Directions: Format every line of the records below as a JSON list of strings, one string per line, omitting blank lines and leaving out the pictures.

____

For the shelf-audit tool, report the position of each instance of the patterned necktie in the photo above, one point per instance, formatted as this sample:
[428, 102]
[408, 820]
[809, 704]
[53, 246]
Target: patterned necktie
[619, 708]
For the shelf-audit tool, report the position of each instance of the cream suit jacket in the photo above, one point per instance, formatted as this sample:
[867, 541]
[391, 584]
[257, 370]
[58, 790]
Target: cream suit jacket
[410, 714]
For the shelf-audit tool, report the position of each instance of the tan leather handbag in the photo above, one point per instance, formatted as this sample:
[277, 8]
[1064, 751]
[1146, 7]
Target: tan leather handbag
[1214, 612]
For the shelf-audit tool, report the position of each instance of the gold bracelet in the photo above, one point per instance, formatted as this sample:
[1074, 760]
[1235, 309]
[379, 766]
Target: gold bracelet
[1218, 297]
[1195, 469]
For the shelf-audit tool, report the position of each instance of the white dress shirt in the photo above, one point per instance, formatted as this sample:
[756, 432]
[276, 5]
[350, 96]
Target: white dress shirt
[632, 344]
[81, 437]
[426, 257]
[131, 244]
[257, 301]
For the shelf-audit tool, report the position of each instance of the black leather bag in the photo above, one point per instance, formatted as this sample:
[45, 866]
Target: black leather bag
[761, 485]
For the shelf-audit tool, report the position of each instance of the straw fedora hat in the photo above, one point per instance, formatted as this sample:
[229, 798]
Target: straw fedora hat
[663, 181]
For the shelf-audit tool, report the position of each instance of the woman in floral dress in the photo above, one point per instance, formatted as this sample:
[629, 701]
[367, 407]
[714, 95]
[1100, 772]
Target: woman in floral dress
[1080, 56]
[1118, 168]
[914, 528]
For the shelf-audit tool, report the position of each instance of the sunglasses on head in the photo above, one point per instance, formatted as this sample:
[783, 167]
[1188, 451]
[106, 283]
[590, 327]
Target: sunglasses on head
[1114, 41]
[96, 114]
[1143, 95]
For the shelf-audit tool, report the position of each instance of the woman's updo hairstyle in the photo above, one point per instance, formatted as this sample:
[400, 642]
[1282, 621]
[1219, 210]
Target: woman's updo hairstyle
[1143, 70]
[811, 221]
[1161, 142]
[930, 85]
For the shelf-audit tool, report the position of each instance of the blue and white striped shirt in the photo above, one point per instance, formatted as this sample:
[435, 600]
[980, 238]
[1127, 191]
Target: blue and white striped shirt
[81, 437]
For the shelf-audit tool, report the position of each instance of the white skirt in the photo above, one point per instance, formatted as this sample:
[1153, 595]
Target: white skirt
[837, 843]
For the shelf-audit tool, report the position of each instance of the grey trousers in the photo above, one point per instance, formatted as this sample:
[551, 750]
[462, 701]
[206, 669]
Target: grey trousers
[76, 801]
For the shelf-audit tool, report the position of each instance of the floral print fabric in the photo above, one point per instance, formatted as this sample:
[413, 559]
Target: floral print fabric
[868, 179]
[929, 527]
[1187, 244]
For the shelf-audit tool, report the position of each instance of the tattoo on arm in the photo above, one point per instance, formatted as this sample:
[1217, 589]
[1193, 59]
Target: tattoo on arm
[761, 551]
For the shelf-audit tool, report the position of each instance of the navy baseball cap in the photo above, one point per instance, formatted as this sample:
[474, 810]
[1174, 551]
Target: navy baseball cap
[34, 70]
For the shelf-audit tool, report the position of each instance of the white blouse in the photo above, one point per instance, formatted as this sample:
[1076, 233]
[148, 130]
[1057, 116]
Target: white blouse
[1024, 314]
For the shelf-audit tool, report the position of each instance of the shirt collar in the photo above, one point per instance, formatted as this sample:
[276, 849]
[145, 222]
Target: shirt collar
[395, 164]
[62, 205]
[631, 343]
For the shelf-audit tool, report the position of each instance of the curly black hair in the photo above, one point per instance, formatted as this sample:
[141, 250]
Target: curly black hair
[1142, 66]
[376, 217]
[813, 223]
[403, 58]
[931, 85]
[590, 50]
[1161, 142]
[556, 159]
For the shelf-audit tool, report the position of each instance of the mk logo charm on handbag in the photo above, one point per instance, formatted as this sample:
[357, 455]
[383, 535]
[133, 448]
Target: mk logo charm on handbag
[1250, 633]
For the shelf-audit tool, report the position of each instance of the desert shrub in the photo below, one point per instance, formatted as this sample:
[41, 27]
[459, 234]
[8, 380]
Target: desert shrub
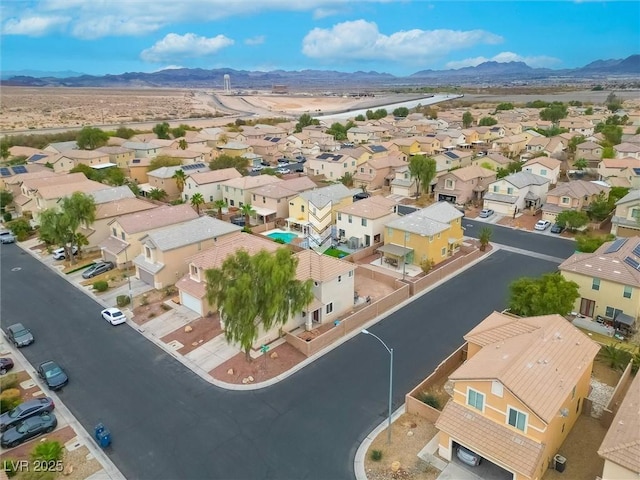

____

Answer to the exercise:
[
  "For the shelf-audit tool, report the position of each instance of the patterned necktie in the photo above, one point per instance, formatted as this sample:",
  "[428, 102]",
  "[408, 820]",
  "[809, 704]",
  "[53, 246]",
  "Target: patterned necktie",
  "[619, 708]",
  "For the shelf-audit tool, report the position of each instance of the cream suit jacket in the photo above, one point per instance, formatted as this sample:",
  "[867, 541]",
  "[391, 584]",
  "[257, 370]",
  "[58, 790]",
  "Target: cream suit jacket",
  "[410, 714]",
  "For the shelf-audit tool, report the position of each instance of the tan leather handbag in the photo above, one point per instance, formatted as this sample:",
  "[277, 8]",
  "[1064, 751]",
  "[1146, 7]",
  "Target: tan leather handbag",
  "[1214, 612]",
  "For the shelf-audit tool, report the position of each instance of the gold bracelet in the photo above, one point per instance, formatted as this sample:",
  "[1074, 760]",
  "[1235, 309]",
  "[379, 766]",
  "Target: gold bracelet",
  "[1218, 297]",
  "[1195, 469]",
  "For the shelf-audit tool, report the position of each instance of the white dress shirt in the photo above, one point per instance, formatted as this sample:",
  "[756, 432]",
  "[276, 5]",
  "[350, 96]",
  "Target: white dress shirt",
  "[632, 344]",
  "[81, 437]",
  "[426, 257]",
  "[131, 244]",
  "[257, 301]",
  "For the shelf-audit tool, report the position of each instance of the black leather bag in the photo above, one point per instance, formatted as this sample:",
  "[45, 866]",
  "Target: black leather bag",
  "[761, 485]",
  "For the shelf-audit tool, report the position of each instance of the straw fedora hat in the photo above, one point per instance, formatted as this sample:",
  "[229, 798]",
  "Target: straw fedora hat",
  "[663, 181]",
  "For the shelf-audit tool, report the position of each instance of the woman in floral dress in the photo above, one point per instance, formatted as this sample:",
  "[629, 701]",
  "[367, 407]",
  "[714, 95]",
  "[1100, 772]",
  "Target: woman in floral dress",
  "[1080, 56]",
  "[1118, 168]",
  "[914, 528]",
  "For the shelf-audit tool, report the position of each instance of the sunglasses on head in the photo above, one point per instance, formatted as this sample:",
  "[783, 167]",
  "[1188, 451]",
  "[106, 283]",
  "[590, 327]",
  "Target: sunglasses on head",
  "[1114, 41]",
  "[96, 114]",
  "[1143, 95]",
  "For the shelf-audit tool, report the position of each instance of the woman's updo hairstyle in the photo above, one point per instance, formatted as this sample:",
  "[400, 642]",
  "[1282, 621]",
  "[1219, 210]",
  "Target: woman's updo hairstyle",
  "[1143, 70]",
  "[811, 221]",
  "[1161, 142]",
  "[930, 85]",
  "For the shelf-audit tool, report the position of each instance of the blue and white striped shirt in the photo above, one point per instance, formatted as this sample:",
  "[435, 600]",
  "[980, 238]",
  "[1127, 191]",
  "Target: blue and white striped shirt",
  "[81, 437]",
  "For the shelf-audit tool, report the position of each instance of the white skirt in the photo above, one point per instance, formatted as this sample:",
  "[1153, 595]",
  "Target: white skirt",
  "[837, 843]",
  "For the shelf-audit tool, report the position of each instance of the grey trousers in the photo above, one point per instance, formatted as this sample:",
  "[551, 750]",
  "[462, 701]",
  "[206, 669]",
  "Target: grey trousers",
  "[76, 801]",
  "For the shelf-audit tool, report the position of each instance of the floral print fabric in the photo above, one point per instance, formatted as this sample:",
  "[413, 559]",
  "Target: floral print fabric",
  "[868, 179]",
  "[929, 527]",
  "[1187, 244]",
  "For the shelf-audit tool, report the position of each instance of the tattoo on arm in the photo above, one point per instance, formatted as this sample:",
  "[1217, 589]",
  "[1193, 59]",
  "Target: tattoo on arm",
  "[761, 551]",
  "For the shelf-audit tool, report the position of each instance of the navy baseball cap in the photo above, one point per instance, formatted as this sample:",
  "[474, 810]",
  "[1174, 551]",
  "Target: navy baseball cap",
  "[34, 70]",
  "For the shelf-audit tool, report the position of each instance of the white blouse in the photo above, one point per instance, formatted as this sample:",
  "[1076, 233]",
  "[148, 130]",
  "[1057, 116]",
  "Target: white blouse",
  "[1024, 314]",
  "For the shelf-audit tool, report the position of each instance of the shirt collar in the photo above, one point per instance, formatted as this sample:",
  "[276, 849]",
  "[145, 222]",
  "Target: shirt collar",
  "[395, 164]",
  "[62, 205]",
  "[631, 343]",
  "For the shelf-audit tool, report the position of each instance of the curly black hair in the photo above, one point per instance, formatted as this sample:",
  "[141, 250]",
  "Target: curly black hair",
  "[1142, 66]",
  "[376, 217]",
  "[813, 223]",
  "[403, 58]",
  "[931, 85]",
  "[590, 50]",
  "[1161, 142]",
  "[556, 159]",
  "For the shelf-audit tool, report the position of each instance of the mk logo charm on handbag in the photo above, one point per instance, formatted as this sample:",
  "[357, 455]",
  "[383, 535]",
  "[133, 448]",
  "Target: mk logo charm on handbag",
  "[1250, 633]",
  "For the shelf-audit tool, report the position of each instance of the desert shrub in the photo below, one point per instance, formatted as this sample:",
  "[41, 27]",
  "[459, 234]",
  "[8, 380]",
  "Target: desert shrub"
]